EXERCISE MATERIAL:

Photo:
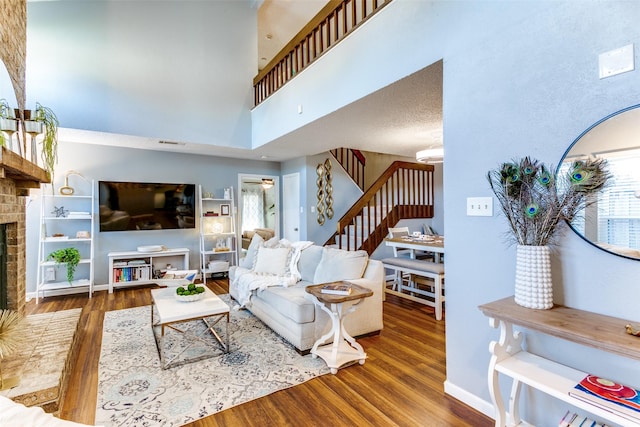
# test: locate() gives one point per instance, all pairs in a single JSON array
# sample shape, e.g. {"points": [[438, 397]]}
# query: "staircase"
{"points": [[403, 191]]}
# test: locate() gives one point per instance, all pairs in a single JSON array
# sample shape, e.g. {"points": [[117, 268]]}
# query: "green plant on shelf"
{"points": [[69, 256]]}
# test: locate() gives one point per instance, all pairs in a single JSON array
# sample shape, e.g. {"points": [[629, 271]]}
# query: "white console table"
{"points": [[605, 333], [131, 268]]}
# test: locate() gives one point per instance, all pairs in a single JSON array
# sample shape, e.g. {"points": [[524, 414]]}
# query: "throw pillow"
{"points": [[338, 264], [273, 261], [308, 262], [252, 250]]}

WHAT YOU ARE ASKED TO DO: All of the material above should be written out exactly as given, minus any images.

SOLUTION FOR THIS PROBLEM:
Photo:
# test: locate() gives one point per instance, all pairs in a single JSON array
# sample shape, e.g. {"points": [[438, 397]]}
# query: "staircase"
{"points": [[403, 191]]}
# test: locate() gives one point per instance, all pairs in a single JSON array
# sample shape, e.g. {"points": [[117, 268]]}
# query: "green plant on shelf"
{"points": [[69, 256]]}
# test: locate() gives one point per instance, all pairs in a single JSON array
# sample shape, e.g. {"points": [[629, 271]]}
# query: "white console table"
{"points": [[605, 333], [131, 268]]}
# test: locate() gives one point per instance, all pairs in a single JSON array
# sample shape, e.g. {"points": [[524, 414]]}
# query: "throw pillow"
{"points": [[338, 264], [273, 261], [308, 262], [252, 250]]}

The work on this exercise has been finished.